Work instructions: It would help if you retyped the data exactly, leaving out the pictures.

Dataset entries
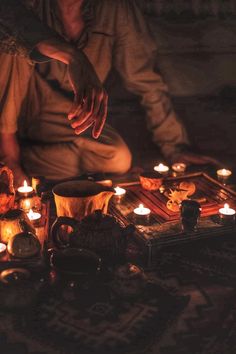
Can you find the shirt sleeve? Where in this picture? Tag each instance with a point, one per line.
(20, 29)
(134, 59)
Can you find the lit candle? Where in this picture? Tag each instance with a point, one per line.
(227, 214)
(163, 169)
(142, 213)
(26, 204)
(119, 194)
(25, 190)
(179, 167)
(3, 248)
(34, 216)
(223, 174)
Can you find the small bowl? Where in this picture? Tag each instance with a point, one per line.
(151, 181)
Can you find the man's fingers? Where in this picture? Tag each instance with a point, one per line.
(80, 129)
(101, 118)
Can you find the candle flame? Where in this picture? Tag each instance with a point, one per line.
(30, 213)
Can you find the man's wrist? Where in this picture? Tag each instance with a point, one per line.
(56, 49)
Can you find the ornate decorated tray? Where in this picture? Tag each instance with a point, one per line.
(164, 226)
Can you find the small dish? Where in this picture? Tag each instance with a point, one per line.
(151, 180)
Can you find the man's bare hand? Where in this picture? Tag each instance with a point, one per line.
(90, 100)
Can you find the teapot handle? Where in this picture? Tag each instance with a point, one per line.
(55, 234)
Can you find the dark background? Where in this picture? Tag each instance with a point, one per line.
(196, 55)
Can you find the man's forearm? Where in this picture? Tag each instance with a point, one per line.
(21, 30)
(57, 49)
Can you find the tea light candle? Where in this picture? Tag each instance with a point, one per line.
(3, 248)
(119, 194)
(25, 190)
(26, 204)
(34, 216)
(142, 213)
(227, 214)
(163, 169)
(223, 174)
(179, 167)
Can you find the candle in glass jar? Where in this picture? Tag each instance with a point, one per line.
(179, 167)
(3, 248)
(227, 214)
(119, 194)
(33, 216)
(163, 169)
(142, 213)
(223, 174)
(25, 190)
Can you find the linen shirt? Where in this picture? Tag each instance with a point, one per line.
(115, 35)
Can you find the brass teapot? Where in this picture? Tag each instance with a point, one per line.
(97, 232)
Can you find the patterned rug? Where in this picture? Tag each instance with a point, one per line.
(87, 318)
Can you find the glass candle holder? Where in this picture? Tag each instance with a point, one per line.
(119, 194)
(179, 168)
(25, 190)
(223, 175)
(227, 215)
(142, 214)
(190, 211)
(162, 169)
(34, 217)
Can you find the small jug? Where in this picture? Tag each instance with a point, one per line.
(14, 222)
(76, 199)
(7, 192)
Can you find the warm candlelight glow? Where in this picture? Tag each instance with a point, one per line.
(224, 173)
(227, 210)
(141, 210)
(33, 216)
(25, 188)
(2, 248)
(179, 167)
(161, 168)
(119, 191)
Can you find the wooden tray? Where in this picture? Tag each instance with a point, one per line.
(164, 227)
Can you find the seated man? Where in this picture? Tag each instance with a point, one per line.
(55, 57)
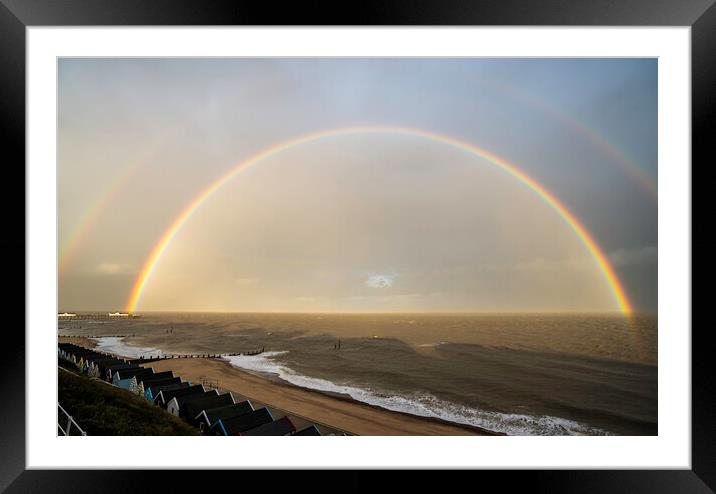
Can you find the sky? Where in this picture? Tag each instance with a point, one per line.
(360, 221)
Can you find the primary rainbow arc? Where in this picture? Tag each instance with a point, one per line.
(550, 199)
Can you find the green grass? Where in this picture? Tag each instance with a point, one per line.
(103, 410)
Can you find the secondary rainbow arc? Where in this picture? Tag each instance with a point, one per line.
(550, 199)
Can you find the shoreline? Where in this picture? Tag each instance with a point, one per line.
(341, 412)
(330, 409)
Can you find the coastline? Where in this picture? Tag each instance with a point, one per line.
(341, 412)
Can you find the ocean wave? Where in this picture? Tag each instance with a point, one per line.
(421, 404)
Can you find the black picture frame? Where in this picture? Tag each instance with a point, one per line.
(16, 15)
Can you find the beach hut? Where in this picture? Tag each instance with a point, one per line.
(192, 408)
(235, 425)
(177, 403)
(153, 390)
(157, 376)
(165, 396)
(280, 427)
(311, 430)
(206, 418)
(126, 374)
(138, 372)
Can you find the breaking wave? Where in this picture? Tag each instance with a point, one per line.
(420, 404)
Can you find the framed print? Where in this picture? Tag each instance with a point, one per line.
(440, 238)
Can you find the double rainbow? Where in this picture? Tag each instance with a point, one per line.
(574, 224)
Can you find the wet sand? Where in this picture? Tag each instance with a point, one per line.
(345, 414)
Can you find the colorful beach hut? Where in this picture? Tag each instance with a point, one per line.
(280, 427)
(206, 418)
(235, 425)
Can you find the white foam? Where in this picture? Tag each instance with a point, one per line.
(422, 404)
(117, 346)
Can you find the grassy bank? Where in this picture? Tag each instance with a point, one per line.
(103, 410)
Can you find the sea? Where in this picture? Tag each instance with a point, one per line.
(516, 374)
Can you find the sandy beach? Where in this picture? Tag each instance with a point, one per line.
(345, 414)
(342, 413)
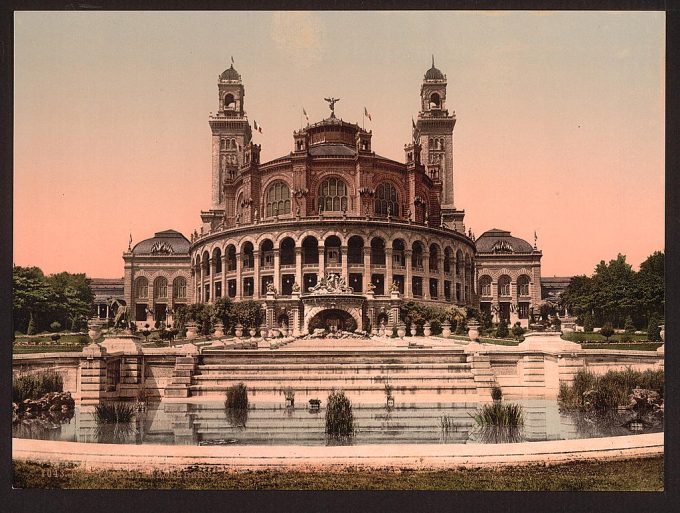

Task result:
Can you find the shirt sleeve? Where in this picture? Tag each instance with a point, one per line.
(20, 29)
(134, 59)
Can you find the lit candle? Where in this picture? Tag each instance with a point, one per line.
(227, 214)
(163, 169)
(142, 213)
(26, 204)
(119, 194)
(25, 190)
(179, 167)
(3, 248)
(34, 216)
(223, 174)
Can you find the small bowl? Where in this picture? Tag each instance with a point, one per line.
(151, 181)
Can you find the man's fingers? Where in this picture? Tag each instance with a point, one per line.
(80, 129)
(101, 118)
Can you find the candle flame? Where in this picture? Tag each instance with a point, one per line.
(30, 213)
Can you find the man's wrist? Where in this picture? Tag each instance with a point, one per line.
(56, 49)
Can you find the ornate decorated tray? Where in this picture? Tag each instance with a point, one per line.
(164, 226)
Can you find the small dish? Where in this picture? Tag each instance with a point, one per line.
(151, 180)
Can you find the man's bare hand? Where in this picture? Tag each instance with a point, one per line.
(90, 100)
Can you find the teapot handle? Where in this picture? Tag each instance with a point, one per line.
(55, 234)
Can you find the dark background? Where in this picture? Tag each instance with a point, one per line.
(196, 55)
Can you find the man's forearm? Where in this picture? Tag each instance with a point, one per line.
(21, 30)
(57, 49)
Can you find the tea light candle? Where in this picture? Tag each instance with a point, one per line.
(3, 248)
(119, 194)
(25, 190)
(26, 204)
(34, 216)
(142, 213)
(227, 214)
(163, 169)
(223, 174)
(179, 167)
Can you find the candle in glass jar? Where in this picture? Tag each instance with a point, one per line.
(179, 167)
(3, 248)
(227, 214)
(119, 194)
(33, 216)
(163, 169)
(142, 213)
(223, 174)
(25, 190)
Can you find the linen shirt? Where in this picture? Tag each instance with a point, one per line.
(115, 35)
Can you find the brass teapot? Where in this picture? Tag each instance with a point, one per line.
(97, 232)
Can you find the patterned rug? Where in this picture? Tag each instance with a point, one per line.
(87, 318)
Can you find the glass candle holder? Where in this picture? Tag each instance with a point, one per line.
(119, 194)
(179, 168)
(25, 190)
(223, 175)
(227, 215)
(142, 214)
(190, 211)
(162, 169)
(34, 217)
Can you find the small jug? Where in this picture? Tag each instance with a point, one per line.
(14, 222)
(76, 199)
(7, 192)
Can you find the warm candlelight glow? Where in this picture? Tag each instance with a point, one per line.
(224, 173)
(227, 210)
(141, 210)
(33, 216)
(25, 188)
(2, 248)
(179, 167)
(161, 168)
(119, 191)
Can you find the wooden tray? Where in this picture? Tag each instance with a point, one per line.
(164, 227)
Can you find the seated man? Where in this picture? Tag each instance with a point, one per line.
(55, 57)
Can you find the sky? Where in this picture? Tag each instance with a point, one per line.
(360, 221)
Can you find the primary rainbow arc? Where in this picture? Tag each instance with a point, one per line.
(550, 199)
Can you find the green grass? Where in this picture? Tag each instance with a point, one per line.
(103, 410)
Can you find the secondary rainbow arc? Where in this picture? Tag each instance with a point, one per line.
(550, 199)
Can you find the shoreline? Where in this picture? Tag each instance with a point, one per line.
(341, 412)
(330, 409)
Can you find the coastline? Where in this picture? Tag each instance with a point, one per line.
(341, 412)
Can you find the ocean wave? Where in this picture? Tag each instance with a point, one per line.
(421, 404)
Can you find the black picture frame? Where in this picture? Tag each instance with a point, one per line.
(16, 15)
Can you find the beach hut? Where in this picture? Tag each instance with a point, one per line.
(192, 408)
(235, 425)
(177, 403)
(153, 390)
(157, 376)
(165, 396)
(280, 427)
(311, 430)
(206, 418)
(126, 374)
(138, 372)
Can you find the breaking wave? Where in this picture? Tag each instance with a point, one per line.
(420, 404)
Can you find the framed print? Where in this picture? Tag each instance with a point, one per line.
(440, 238)
Can you find the double rainbow? Where in this picture? Tag each instance with a point, one per line.
(574, 224)
Can you find the wet sand? Where in this picture? Tag each instance with a point, one per line.
(345, 414)
Can you find the colorful beach hut? Where in this picture? Tag each instance with a point, one per line.
(280, 427)
(206, 418)
(235, 425)
Can you find the white foam? Where in this picture? Tag each instance with a point, one per line.
(422, 404)
(117, 346)
Can you find the grassy bank? Where in this picture? Tag each instance with a point, one per line.
(103, 410)
Can you find the sea? Where in this picture? Tag each instance with a point, one per line.
(516, 374)
Can you find the sandy beach? Where in this picture? Tag each instance with a point, one per line.
(345, 414)
(342, 413)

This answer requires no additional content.